- [Exercise details] Would you repeat the whole listing exactly?

:: Data supplied

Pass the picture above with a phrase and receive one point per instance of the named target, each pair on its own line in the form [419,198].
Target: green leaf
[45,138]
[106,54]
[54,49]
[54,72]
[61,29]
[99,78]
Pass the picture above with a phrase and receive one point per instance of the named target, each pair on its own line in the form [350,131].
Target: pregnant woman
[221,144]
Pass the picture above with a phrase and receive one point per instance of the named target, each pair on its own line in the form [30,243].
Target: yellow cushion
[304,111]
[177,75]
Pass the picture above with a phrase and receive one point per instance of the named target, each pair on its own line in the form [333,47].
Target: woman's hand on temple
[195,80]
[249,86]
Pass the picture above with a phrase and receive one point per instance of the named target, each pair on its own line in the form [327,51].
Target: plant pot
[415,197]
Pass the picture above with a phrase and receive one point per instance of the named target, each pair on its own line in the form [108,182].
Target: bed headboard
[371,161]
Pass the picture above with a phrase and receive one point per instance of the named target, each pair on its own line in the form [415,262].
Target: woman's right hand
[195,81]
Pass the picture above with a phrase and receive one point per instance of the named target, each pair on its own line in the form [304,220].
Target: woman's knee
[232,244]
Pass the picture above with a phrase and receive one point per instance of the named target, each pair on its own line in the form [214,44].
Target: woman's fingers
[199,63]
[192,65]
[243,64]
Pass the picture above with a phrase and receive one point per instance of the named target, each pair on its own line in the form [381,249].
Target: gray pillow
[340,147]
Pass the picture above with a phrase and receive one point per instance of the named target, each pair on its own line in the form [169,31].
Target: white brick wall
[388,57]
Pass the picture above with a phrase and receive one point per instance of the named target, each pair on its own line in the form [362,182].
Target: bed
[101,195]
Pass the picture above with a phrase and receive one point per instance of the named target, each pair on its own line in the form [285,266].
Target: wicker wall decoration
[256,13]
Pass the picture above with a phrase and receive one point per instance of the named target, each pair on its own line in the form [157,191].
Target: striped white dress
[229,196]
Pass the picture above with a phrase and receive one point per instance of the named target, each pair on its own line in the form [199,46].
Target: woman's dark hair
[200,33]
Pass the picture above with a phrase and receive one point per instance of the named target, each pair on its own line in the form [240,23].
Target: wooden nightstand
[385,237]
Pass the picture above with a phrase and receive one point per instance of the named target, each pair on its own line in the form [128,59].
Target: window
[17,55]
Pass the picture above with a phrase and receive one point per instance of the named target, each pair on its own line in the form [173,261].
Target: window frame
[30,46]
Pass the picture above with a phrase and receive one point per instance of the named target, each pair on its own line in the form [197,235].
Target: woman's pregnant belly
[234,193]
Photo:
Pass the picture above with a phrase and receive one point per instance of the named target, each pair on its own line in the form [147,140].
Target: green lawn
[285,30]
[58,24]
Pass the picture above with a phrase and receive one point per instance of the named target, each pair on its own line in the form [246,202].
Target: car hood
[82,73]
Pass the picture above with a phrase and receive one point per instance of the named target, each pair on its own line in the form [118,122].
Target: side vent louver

::::

- [Finished exercise]
Pass the picture above with a phrase and receive one point per instance of the named target, each pair on its own line in the form [419,198].
Target: green leaf
[45,138]
[106,54]
[54,49]
[54,72]
[61,29]
[99,78]
Pass the picture above with a phrase and receive one point per instance of the named target, each pair on its own line in the form [350,131].
Target: pregnant woman
[221,144]
Pass the picture above with a phrase and receive one point per instance of the named target, each pair on its own line in the form [30,243].
Target: yellow cushion
[304,111]
[177,75]
Pass the picture above with a phrase and receive one point per instance of the named target, each pair on its own line in the form [333,47].
Target: woman's hand on temple
[195,80]
[249,86]
Pass the picture above with a phrase and receive one point per instance of the named target, each pair on its own line in the form [327,51].
Target: plant pot
[415,197]
Pass the picture above with a phrase and receive one point per instance of the named target, each pair on its own line in the form [108,182].
Target: bed headboard
[371,161]
Pass the picture above with a phrase and receive one point per instance of the named target, each pair on its own line in the form [415,262].
Target: woman's right hand
[195,81]
Pass the picture above with a phrase and receive one point per instance of the named target, each pair on its own line in the form [304,220].
Target: woman's knee
[232,244]
Pass the picture above with a phrase and receive one point per instance of the named target, each pair on its own line in the form [214,44].
Target: woman's fingers
[199,63]
[192,65]
[243,64]
Pass the picture above with a phrase and receive one point per instance of the named target, each pair on its own line in the form [381,249].
Target: gray pillow
[340,147]
Pass the picture above with a phrase and receive one point per instance of the named target, each pair on its own line in the form [169,31].
Target: white brick wall
[388,57]
Pass the picture above with a phrase and receive one point per instance of the named target, each pair on its own line in the form [362,182].
Target: bed
[101,195]
Pass the picture above with a phrase and receive one point per instance of the named target, each pair on its own line in the form [285,266].
Target: wicker wall decoration
[256,13]
Pass the picture above with a phrase and receive one point per instance of the named target, each pair on its own line in the form [157,191].
Target: striped white dress
[229,196]
Pass the picture above with a phrase and receive one point per instance of the named target, each pair on its own line in the form [199,46].
Target: woman's dark hair
[200,33]
Pass the picture above with a phrase and receive one point per instance of the named target, each pair on its own line in the form [240,23].
Target: wooden nightstand
[385,237]
Pass the picture above with a phrase and receive one point per instance of the named target, each pair on its own line in the form [128,59].
Target: window
[17,55]
Pass the picture above with a phrase and receive one point per instance of the named target, each pair on its own line in the form [173,261].
Target: window frame
[30,46]
Pass the picture above with a phrase and receive one point per instance of the named target, each pair on its own line in the form [197,235].
Target: woman's pregnant belly
[234,193]
Photo:
Pass the picture above with a phrase and receive one point per instance of the named target, each pair on its own line in the form [147,140].
Target: green lawn
[285,30]
[58,24]
Pass the picture above with a phrase and receive one point per instance of the named target, each pair on its own line in the form [246,202].
Target: car hood
[82,73]
Pass the picture above with a phrase and receive one point per instance of the named target, each pair on its own line in the form [118,122].
Target: side vent louver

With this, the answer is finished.